::: Available records :::

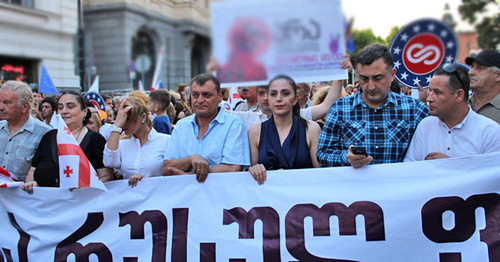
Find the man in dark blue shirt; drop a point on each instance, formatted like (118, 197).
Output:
(376, 119)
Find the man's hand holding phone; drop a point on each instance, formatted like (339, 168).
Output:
(357, 156)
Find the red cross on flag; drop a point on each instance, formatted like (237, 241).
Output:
(75, 169)
(7, 179)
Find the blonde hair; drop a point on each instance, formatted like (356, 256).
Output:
(140, 95)
(138, 108)
(23, 92)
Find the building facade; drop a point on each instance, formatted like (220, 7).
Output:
(128, 40)
(36, 32)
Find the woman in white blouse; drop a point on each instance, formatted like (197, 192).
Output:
(140, 153)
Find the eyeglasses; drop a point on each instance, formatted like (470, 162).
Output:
(452, 69)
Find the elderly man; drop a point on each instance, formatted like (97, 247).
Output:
(249, 93)
(453, 129)
(378, 120)
(485, 82)
(210, 140)
(19, 133)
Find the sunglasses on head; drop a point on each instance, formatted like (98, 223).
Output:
(452, 70)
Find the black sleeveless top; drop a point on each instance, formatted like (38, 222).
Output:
(46, 159)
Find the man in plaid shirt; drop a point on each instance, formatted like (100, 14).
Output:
(381, 121)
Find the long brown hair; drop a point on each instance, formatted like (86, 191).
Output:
(296, 106)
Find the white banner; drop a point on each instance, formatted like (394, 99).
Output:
(441, 210)
(255, 40)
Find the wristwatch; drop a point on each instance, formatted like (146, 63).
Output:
(119, 130)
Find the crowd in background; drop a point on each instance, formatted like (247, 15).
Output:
(282, 125)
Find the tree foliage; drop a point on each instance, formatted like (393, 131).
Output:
(392, 34)
(488, 29)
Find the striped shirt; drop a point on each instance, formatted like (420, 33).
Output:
(384, 132)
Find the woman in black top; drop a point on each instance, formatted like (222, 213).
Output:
(45, 164)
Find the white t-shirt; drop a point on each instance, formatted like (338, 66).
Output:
(476, 134)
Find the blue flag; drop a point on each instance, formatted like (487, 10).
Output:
(46, 84)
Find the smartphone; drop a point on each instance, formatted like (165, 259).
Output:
(358, 150)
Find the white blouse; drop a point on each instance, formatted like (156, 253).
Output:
(130, 158)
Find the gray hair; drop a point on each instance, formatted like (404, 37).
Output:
(23, 92)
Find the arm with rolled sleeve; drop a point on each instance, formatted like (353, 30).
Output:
(236, 150)
(330, 151)
(111, 158)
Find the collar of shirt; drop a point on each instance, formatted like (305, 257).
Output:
(391, 99)
(151, 134)
(459, 125)
(28, 126)
(496, 101)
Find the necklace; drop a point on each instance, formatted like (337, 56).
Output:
(78, 136)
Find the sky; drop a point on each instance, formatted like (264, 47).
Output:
(382, 15)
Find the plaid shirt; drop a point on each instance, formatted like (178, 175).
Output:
(384, 132)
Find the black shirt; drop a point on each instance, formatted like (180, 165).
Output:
(46, 159)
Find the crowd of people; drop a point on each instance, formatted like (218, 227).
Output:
(283, 125)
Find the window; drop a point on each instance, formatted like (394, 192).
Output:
(25, 3)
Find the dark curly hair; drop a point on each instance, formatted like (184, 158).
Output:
(80, 100)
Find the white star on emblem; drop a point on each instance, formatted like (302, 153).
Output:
(397, 50)
(404, 75)
(428, 79)
(449, 59)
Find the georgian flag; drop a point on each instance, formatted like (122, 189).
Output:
(75, 169)
(7, 179)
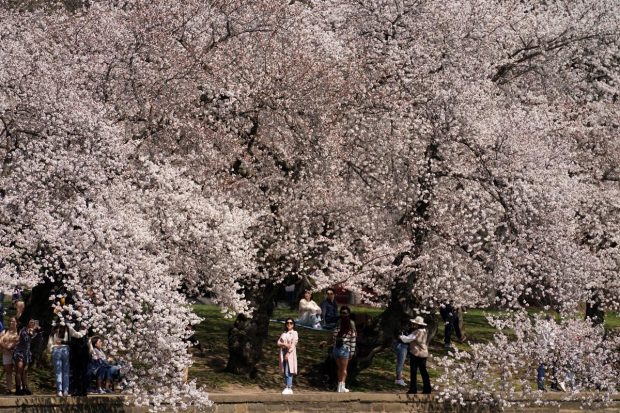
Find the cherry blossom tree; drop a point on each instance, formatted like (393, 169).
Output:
(415, 151)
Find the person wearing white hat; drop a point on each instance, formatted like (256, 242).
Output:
(418, 351)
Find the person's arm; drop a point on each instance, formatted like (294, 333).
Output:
(50, 343)
(281, 342)
(295, 341)
(304, 305)
(324, 307)
(317, 310)
(407, 338)
(76, 334)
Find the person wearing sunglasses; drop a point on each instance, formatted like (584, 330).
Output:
(288, 354)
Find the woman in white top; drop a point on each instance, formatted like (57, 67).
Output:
(58, 346)
(309, 311)
(288, 354)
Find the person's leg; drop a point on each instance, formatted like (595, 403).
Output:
(426, 381)
(8, 373)
(65, 371)
(401, 357)
(19, 367)
(345, 365)
(413, 385)
(25, 379)
(58, 368)
(288, 377)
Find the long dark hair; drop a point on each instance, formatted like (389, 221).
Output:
(286, 321)
(345, 323)
(60, 329)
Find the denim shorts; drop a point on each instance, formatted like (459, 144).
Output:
(342, 352)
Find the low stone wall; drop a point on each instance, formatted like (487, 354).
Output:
(277, 403)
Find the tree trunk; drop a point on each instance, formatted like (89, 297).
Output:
(594, 311)
(247, 336)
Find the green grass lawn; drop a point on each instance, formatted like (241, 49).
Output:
(208, 369)
(212, 333)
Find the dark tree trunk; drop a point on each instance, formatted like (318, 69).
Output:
(594, 311)
(247, 336)
(374, 337)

:::

#### Activity:
Output only a verbatim copy of the lines spanning from the line that contains "Find the low" to the end of the records above.

#### Exercise solution:
Find the low stone wall; drop a point on each instance, formatted like (487, 354).
Output:
(277, 403)
Find the tree trunk; drop a point on each instance, formatted like (89, 297).
Output:
(594, 311)
(247, 336)
Find the green grass lawn; drop a point on each instance, formatted like (241, 49).
Output:
(208, 369)
(212, 333)
Find the dark tree trunk; drop a point on each instance, formatted like (318, 69).
Output:
(594, 311)
(247, 336)
(374, 337)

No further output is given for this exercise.